**PROBLEMS TO WORK ON:**
**1.** Transcribe the forum thread on crime rates from "We're not talking" up to and including "of Australians-want-to-kill-Indians story.".
**2.** Answer from the forum thread on crime rates:
(a) How many people did the gunman kill in the US in 2007, according to the quoted post?
(b) What homicide rate per 100,000 is given for Australia?
(c) What kind of story did the Indian media spin the case into, according to ozbound12?

**PROVIDED PASSAGE:**
** BEGIN **
Any update on this case? Hope it gets resolved.


----------



## ozbound12 (Mar 23, 2012)

kettlerope said:


> You are right. But while Indian cities aren't the safest in the world, gun crimes are very low in India as compared to the US and some other western countries, resulting into lower number of murders. For example, open gun fire which happens now and then in US schools and universities for no reason, is something very unheard of in India in any era. Crime in India has more to do with money/robbery. On the other hand, many crimes that I read about in US, UK or Australia have no clear intentions behind them. Why would a person kill another (and in some cases, many) just like that? It's beyond my understanding and that of most Indians! I was in the US in 2007 when a gunman/student killed 32 people randomly for no apparent reason. I haven't seen that kinda crime ever in India - a country of over 1.25 billion people.


We're not talking about the US, we're talking about Australia - they are two totally different countries on different sides of the planet with different historical and cultural backgrounds. Basically - different. (And the woman in Sydney wasn't shot so I don't know why we're even talking about guns.)

Australia has one of the lowest violent crime rates in the world. It's not as though people are getting killed in parks here every day. These incidents are on the whole quite rare. (Australia has 1.1 homicides per 100,000, just slightly above the UK and New Zealand but below Ireland, Canada and Finland. Comparatively, India has a rate of 3.5 below the US and Iran but above Liberia, Egypt, Vietnam and Sri Lanka.)

The only reason you are aware of this particular case is because the Indian media have grabbed onto it and spun it into some sort of Australians-want-to-kill-Indians story.
** END **
**DATASET SECTION:**
** BEGIN **
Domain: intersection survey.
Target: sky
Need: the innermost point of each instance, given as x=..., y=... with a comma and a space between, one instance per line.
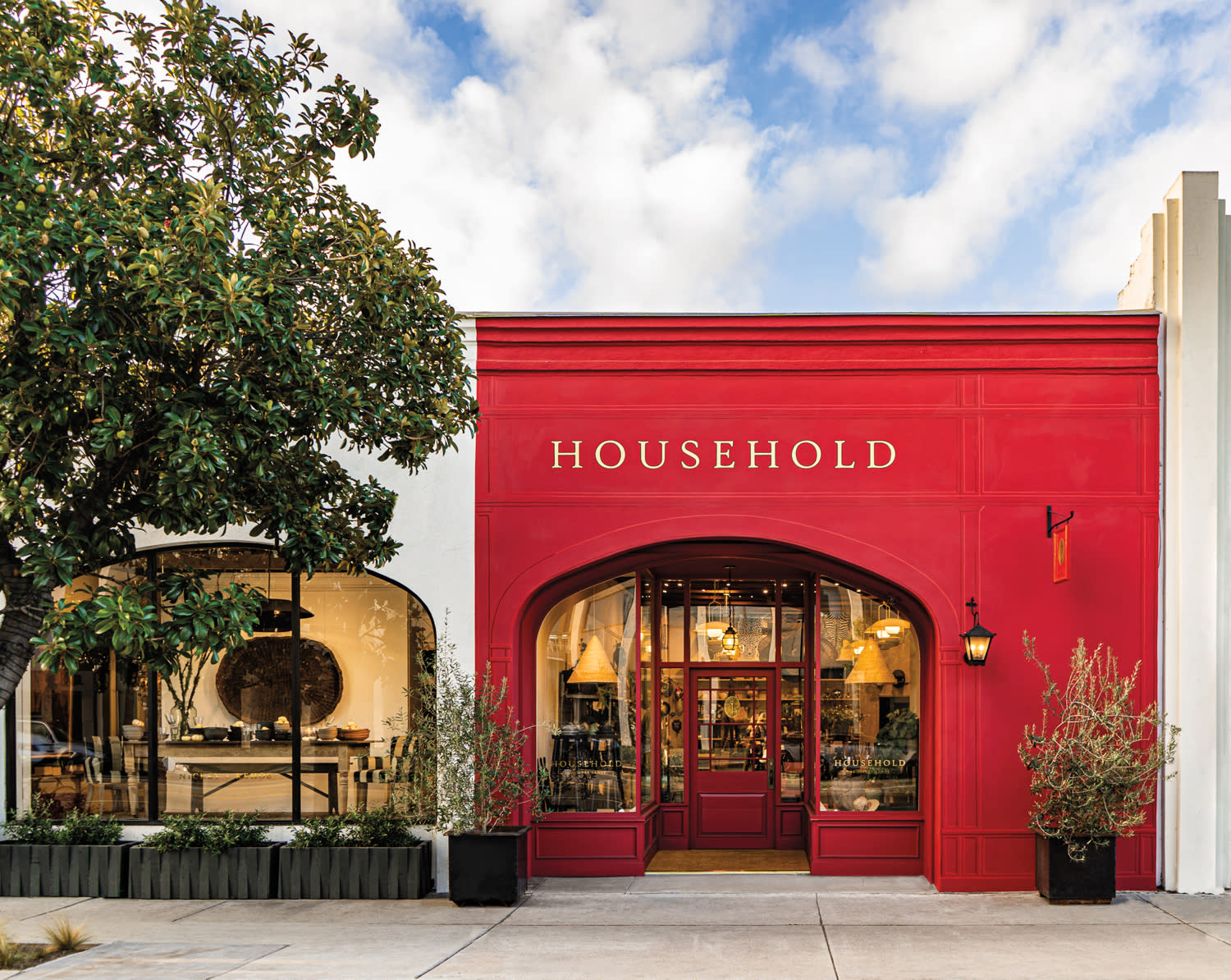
** END **
**PER-TASK ANSWERS:**
**1.**
We're not talking about the US, we're talking about Australia - they are two totally different countries on different sides of the planet with different historical and cultural backgrounds. Basically - different. (And the woman in Sydney wasn't shot so I don't know why we're even talking about guns.)

Australia has one of the lowest violent crime rates in the world. It's not as though people are getting killed in parks here every day. These incidents are on the whole quite rare. (Australia has 1.1 homicides per 100,000, just slightly above the UK and New Zealand but below Ireland, Canada and Finland. Comparatively, India has a rate of 3.5 below the US and Iran but above Liberia, Egypt, Vietnam and Sri Lanka.)

The only reason you are aware of this particular case is because the Indian media have grabbed onto it and spun it into some sort of Australians-want-to-kill-Indians story.

**2.**
(a) 32 people.
(b) 1.1 homicides per 100,000.
(c) Some sort of Australians-want-to-kill-Indians story.